SET PROBLEM →
Write out, word for word, the part of the post on typing Esperanto that starts with "From: William Overington" and continues through "older computer systems.".

DOCUMENT PASSAGE →
Re: Latin w/ diacritics (was Re: benefits of unicode)

From: William Overington (WOverington@ngo.globalnet.co.uk)
Date: Fri Apr 20 2001 - 03:13:57 EDT


In the early 1990s I did a small piece of research on devising a method of
inputting text in the Esperanto language into a PC using an ordinary English
keyboard.

Some aspects of that research now appear to be relevant to the present
discussion of implementing unicode 3.1 on older computer systems.

Esperanto uses most of the English alphabet plus twelve extra characters,
namely six uppercase and six lowercase. These are c circumflex, g
circumflex, h circumflex, j circumflex, s circumflex, u breve. The u breve
is, for purposes of identification within this discussion only, the
character that is a letter u with above it what looks like like a small open
round bracket rotated anticlockwise through ninety degrees.

Collected data:
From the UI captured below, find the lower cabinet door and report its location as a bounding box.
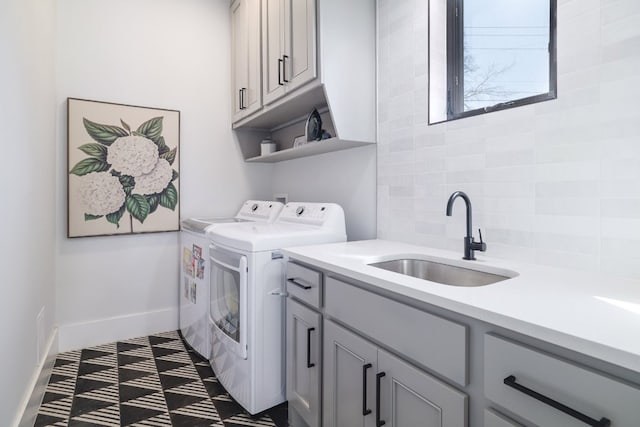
[286,298,322,427]
[322,319,378,427]
[378,350,467,427]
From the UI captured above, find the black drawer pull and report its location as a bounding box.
[282,55,289,83]
[376,372,387,427]
[362,363,372,416]
[287,277,313,291]
[504,375,611,427]
[307,328,316,368]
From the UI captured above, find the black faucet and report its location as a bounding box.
[447,191,487,260]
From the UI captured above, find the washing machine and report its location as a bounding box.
[207,203,347,414]
[179,200,283,358]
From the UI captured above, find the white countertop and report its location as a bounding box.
[283,240,640,372]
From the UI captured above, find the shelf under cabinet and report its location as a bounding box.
[246,138,375,163]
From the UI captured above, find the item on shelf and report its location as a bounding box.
[260,138,277,156]
[293,135,307,148]
[304,108,322,142]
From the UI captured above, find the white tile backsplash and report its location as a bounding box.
[378,0,640,278]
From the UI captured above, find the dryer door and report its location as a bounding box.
[209,245,247,359]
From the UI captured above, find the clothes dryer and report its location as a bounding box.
[207,203,347,414]
[179,200,283,358]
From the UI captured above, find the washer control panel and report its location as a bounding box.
[278,202,332,225]
[238,200,282,221]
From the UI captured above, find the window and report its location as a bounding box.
[429,0,556,123]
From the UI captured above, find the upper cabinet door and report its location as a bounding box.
[243,0,262,116]
[262,0,317,104]
[283,0,317,90]
[262,0,286,104]
[231,0,248,121]
[231,0,262,122]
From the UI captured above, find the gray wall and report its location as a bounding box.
[272,145,376,240]
[0,0,56,426]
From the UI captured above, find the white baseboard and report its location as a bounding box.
[58,307,178,353]
[12,328,58,427]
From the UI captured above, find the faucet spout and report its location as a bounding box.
[447,191,487,260]
[447,191,473,237]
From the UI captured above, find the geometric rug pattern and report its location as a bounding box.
[35,331,287,427]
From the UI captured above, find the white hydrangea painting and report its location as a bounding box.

COMPLETED TASK →
From: William Overington (WOverington@ngo.globalnet.co.uk)
Date: Fri Apr 20 2001 - 03:13:57 EDT


In the early 1990s I did a small piece of research on devising a method of
inputting text in the Esperanto language into a PC using an ordinary English
keyboard.

Some aspects of that research now appear to be relevant to the present
discussion of implementing unicode 3.1 on older computer systems.